>> begin Records provided

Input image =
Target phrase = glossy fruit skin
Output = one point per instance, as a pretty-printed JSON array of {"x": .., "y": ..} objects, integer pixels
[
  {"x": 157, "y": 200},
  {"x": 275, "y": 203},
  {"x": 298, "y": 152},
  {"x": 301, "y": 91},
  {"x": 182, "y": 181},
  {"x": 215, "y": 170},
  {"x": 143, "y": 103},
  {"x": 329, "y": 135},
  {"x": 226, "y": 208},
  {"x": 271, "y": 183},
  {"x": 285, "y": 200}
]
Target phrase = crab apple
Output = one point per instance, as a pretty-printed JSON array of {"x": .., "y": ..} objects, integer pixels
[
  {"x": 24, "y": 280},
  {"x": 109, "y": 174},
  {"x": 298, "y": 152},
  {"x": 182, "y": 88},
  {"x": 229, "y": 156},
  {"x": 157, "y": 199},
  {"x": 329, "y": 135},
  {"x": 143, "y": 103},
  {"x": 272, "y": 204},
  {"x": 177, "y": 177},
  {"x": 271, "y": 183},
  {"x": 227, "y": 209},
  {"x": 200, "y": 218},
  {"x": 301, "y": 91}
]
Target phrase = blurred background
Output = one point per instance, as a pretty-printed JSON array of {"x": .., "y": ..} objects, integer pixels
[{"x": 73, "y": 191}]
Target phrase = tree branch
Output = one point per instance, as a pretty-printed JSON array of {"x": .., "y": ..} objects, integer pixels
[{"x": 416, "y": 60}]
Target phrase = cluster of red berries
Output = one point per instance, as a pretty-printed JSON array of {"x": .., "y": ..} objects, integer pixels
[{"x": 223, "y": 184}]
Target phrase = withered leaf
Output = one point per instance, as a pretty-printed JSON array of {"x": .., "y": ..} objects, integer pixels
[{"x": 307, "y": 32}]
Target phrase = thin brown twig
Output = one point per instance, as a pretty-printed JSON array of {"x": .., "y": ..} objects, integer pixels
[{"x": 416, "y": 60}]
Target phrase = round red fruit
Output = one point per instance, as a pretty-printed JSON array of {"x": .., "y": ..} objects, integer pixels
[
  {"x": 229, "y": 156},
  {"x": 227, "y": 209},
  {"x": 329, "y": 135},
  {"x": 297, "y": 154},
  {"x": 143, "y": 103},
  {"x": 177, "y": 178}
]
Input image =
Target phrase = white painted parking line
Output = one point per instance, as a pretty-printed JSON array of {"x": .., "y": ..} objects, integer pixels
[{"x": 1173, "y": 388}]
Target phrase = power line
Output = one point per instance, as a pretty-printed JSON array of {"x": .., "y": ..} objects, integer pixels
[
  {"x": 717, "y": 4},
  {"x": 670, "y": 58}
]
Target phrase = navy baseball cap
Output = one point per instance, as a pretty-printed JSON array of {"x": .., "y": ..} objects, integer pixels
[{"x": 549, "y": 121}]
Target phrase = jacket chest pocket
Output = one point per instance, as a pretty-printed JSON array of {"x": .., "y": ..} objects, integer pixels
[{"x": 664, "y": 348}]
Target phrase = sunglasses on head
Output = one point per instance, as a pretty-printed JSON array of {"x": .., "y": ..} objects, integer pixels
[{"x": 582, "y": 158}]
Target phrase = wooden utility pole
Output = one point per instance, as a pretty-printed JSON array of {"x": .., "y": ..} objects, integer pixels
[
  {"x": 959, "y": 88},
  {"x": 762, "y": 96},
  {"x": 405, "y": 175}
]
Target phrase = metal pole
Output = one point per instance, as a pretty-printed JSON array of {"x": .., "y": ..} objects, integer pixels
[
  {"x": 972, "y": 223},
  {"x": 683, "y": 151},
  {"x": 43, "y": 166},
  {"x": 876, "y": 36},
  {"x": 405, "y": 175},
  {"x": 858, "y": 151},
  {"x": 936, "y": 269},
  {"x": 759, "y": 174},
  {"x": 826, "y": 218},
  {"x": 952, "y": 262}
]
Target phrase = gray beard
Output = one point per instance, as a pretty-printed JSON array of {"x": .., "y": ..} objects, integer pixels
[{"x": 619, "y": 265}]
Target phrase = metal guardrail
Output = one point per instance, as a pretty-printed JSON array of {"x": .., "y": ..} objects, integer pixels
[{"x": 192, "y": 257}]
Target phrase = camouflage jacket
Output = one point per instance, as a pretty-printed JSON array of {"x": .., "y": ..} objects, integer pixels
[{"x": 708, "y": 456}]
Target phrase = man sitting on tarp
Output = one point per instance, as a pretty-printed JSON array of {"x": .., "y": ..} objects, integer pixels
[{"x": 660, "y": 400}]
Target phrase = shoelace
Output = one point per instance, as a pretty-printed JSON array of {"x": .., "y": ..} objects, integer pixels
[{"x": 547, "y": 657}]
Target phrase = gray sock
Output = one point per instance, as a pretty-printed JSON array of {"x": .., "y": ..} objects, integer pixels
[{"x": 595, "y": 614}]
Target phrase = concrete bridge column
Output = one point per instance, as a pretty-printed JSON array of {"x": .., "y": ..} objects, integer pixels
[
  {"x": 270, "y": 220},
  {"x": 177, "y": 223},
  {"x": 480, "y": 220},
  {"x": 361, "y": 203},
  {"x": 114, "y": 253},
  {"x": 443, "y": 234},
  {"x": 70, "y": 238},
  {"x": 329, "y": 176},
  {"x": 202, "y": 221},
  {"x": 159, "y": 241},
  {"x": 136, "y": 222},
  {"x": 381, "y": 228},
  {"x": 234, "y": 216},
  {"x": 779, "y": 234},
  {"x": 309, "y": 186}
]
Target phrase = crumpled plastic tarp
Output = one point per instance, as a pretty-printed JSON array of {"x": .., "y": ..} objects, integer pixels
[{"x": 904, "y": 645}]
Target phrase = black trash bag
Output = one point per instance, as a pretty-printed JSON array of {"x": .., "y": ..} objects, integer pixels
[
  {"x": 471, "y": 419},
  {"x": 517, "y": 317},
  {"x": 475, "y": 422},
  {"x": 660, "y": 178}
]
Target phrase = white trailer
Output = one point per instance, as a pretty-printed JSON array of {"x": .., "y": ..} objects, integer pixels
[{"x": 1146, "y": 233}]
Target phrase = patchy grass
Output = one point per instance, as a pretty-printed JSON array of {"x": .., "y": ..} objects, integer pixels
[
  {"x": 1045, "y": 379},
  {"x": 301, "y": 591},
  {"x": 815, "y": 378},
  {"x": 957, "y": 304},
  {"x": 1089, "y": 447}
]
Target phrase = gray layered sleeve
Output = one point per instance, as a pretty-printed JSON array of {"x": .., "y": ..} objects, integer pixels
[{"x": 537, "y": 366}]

>> end Records provided

_Short task_
Reproduce every one of the records above word for word, line by line, with nothing changed or left out.

_Complete output_
Input image =
Target phrase = glossy fruit skin
Output = one point per instance, as a pretty-printed JSON array of {"x": .., "y": ..} objects, integer pixels
[
  {"x": 157, "y": 200},
  {"x": 275, "y": 203},
  {"x": 298, "y": 152},
  {"x": 301, "y": 91},
  {"x": 182, "y": 181},
  {"x": 215, "y": 170},
  {"x": 143, "y": 103},
  {"x": 329, "y": 135},
  {"x": 226, "y": 208},
  {"x": 271, "y": 183},
  {"x": 285, "y": 200}
]
Target phrase = crab apple
Output = one point per instance, as a pretty-printed JSON array of {"x": .., "y": ..} objects, integer pixels
[
  {"x": 24, "y": 280},
  {"x": 109, "y": 174},
  {"x": 298, "y": 152},
  {"x": 182, "y": 88},
  {"x": 229, "y": 156},
  {"x": 157, "y": 199},
  {"x": 329, "y": 135},
  {"x": 143, "y": 103},
  {"x": 272, "y": 204},
  {"x": 177, "y": 177},
  {"x": 271, "y": 183},
  {"x": 227, "y": 209},
  {"x": 200, "y": 218},
  {"x": 301, "y": 91}
]
Target phrase = blurred background
Output = one point per instance, as a pretty-printed JSON array of {"x": .., "y": ..} objects, integer pixels
[{"x": 73, "y": 191}]
Target phrase = tree branch
Output = one point per instance, as a pretty-printed JSON array of {"x": .., "y": ..} objects, integer pixels
[{"x": 416, "y": 60}]
Target phrase = cluster of red berries
Output = one point per instance, as a pretty-printed JSON array of {"x": .., "y": ..} objects, integer pixels
[{"x": 223, "y": 184}]
Target phrase = withered leaf
Output = one point per instance, as a pretty-printed JSON array of {"x": .., "y": ..} objects, integer pixels
[{"x": 307, "y": 32}]
Target phrase = thin brown twig
Output = one point per instance, as a pretty-printed JSON array of {"x": .., "y": ..} objects, integer pixels
[{"x": 416, "y": 60}]
Target phrase = round red fruit
Output = one point per instance, as a pretty-printed JSON array of {"x": .., "y": ..} objects, integer pixels
[
  {"x": 229, "y": 156},
  {"x": 227, "y": 209},
  {"x": 329, "y": 135},
  {"x": 297, "y": 154},
  {"x": 143, "y": 103},
  {"x": 177, "y": 178}
]
Input image =
Target phrase = white painted parking line
Output = one point per instance, as a pretty-printed JSON array of {"x": .., "y": ..} objects, integer pixels
[{"x": 1173, "y": 388}]
Target phrase = power line
Output = one point per instance, as a pretty-printed JSON array of {"x": .., "y": ..} objects, integer pixels
[
  {"x": 717, "y": 4},
  {"x": 670, "y": 58}
]
Target phrase = navy baseball cap
Output = one point per instance, as a pretty-printed JSON array of {"x": .., "y": ..} objects, integer pixels
[{"x": 549, "y": 121}]
Target phrase = jacket chest pocket
Output = one point per instance, as a pretty-printed JSON array of {"x": .., "y": ..} objects, integer pixels
[{"x": 664, "y": 348}]
Target phrase = sunglasses on head
Output = one point per instance, as a pretty-printed JSON array of {"x": .., "y": ..} objects, integer pixels
[{"x": 582, "y": 158}]
Target phrase = wooden utility pole
Output = one point per instance, as a pretty-printed JSON array of {"x": .., "y": ..} objects, integer pixels
[
  {"x": 959, "y": 88},
  {"x": 762, "y": 96},
  {"x": 405, "y": 175}
]
Target phrase = metal pole
Output = one point per instance, as a pretty-printed JSON array of {"x": .., "y": ..} objects, integer pixels
[
  {"x": 972, "y": 223},
  {"x": 683, "y": 151},
  {"x": 43, "y": 166},
  {"x": 876, "y": 36},
  {"x": 405, "y": 175},
  {"x": 858, "y": 151},
  {"x": 936, "y": 269},
  {"x": 759, "y": 174},
  {"x": 826, "y": 218},
  {"x": 952, "y": 262}
]
Target phrase = gray beard
Output = one point per instance, as a pretty-printed JSON array of {"x": .., "y": ..} objects, integer pixels
[{"x": 619, "y": 265}]
Target phrase = metal guardrail
Output = one point per instance, as a pretty-printed JSON array of {"x": .., "y": ..} objects, integer pixels
[{"x": 192, "y": 257}]
Target phrase = camouflage jacket
Output = one point per instance, as a pretty-printed JSON array of {"x": .., "y": ..} objects, integer pixels
[{"x": 708, "y": 456}]
Target phrase = man sitting on tarp
Output = one point per instance, as a pretty-printed JSON array of {"x": .., "y": ..} objects, integer pixels
[{"x": 660, "y": 400}]
Target phrase = shoelace
Output = one point per instance, as a pretty-printed JSON array of {"x": .., "y": ..} objects, integer pixels
[{"x": 547, "y": 657}]
Target phrase = gray sock
Output = one point per instance, as a pretty-printed JSON array of {"x": .., "y": ..} objects, integer pixels
[{"x": 595, "y": 614}]
Target phrase = concrete bridge column
Output = one point per instance, as a pretty-printed JSON array of {"x": .., "y": ..} objects, integer pixels
[
  {"x": 270, "y": 220},
  {"x": 177, "y": 223},
  {"x": 480, "y": 220},
  {"x": 361, "y": 203},
  {"x": 114, "y": 253},
  {"x": 443, "y": 234},
  {"x": 70, "y": 238},
  {"x": 329, "y": 176},
  {"x": 202, "y": 221},
  {"x": 159, "y": 241},
  {"x": 136, "y": 222},
  {"x": 381, "y": 228},
  {"x": 234, "y": 216},
  {"x": 779, "y": 234},
  {"x": 309, "y": 186}
]
Target phrase = crumpled plastic tarp
Output = one point per instance, as a pretty-printed JSON array of {"x": .., "y": ..} objects, integer pixels
[{"x": 904, "y": 645}]
Target phrase = black trash bag
Output = one point per instance, as a pretty-printed JSON array of {"x": .., "y": ..} objects, integer pixels
[
  {"x": 471, "y": 419},
  {"x": 517, "y": 317},
  {"x": 475, "y": 422},
  {"x": 660, "y": 178}
]
Target phrase = white trailer
Output = one point per instance, as a pretty-printed JSON array of {"x": .., "y": ..} objects, integer pixels
[{"x": 1146, "y": 233}]
Target phrase = patchy grass
Output = one point per instance, as a pretty-printed JSON array of {"x": .., "y": ..} objects, integer pixels
[
  {"x": 1045, "y": 379},
  {"x": 301, "y": 591},
  {"x": 815, "y": 378},
  {"x": 957, "y": 304},
  {"x": 1089, "y": 447}
]
Target phrase = gray layered sleeve
Output = one point per instance, as a pretty-printed JSON array of {"x": .., "y": ..} objects, integer pixels
[{"x": 537, "y": 366}]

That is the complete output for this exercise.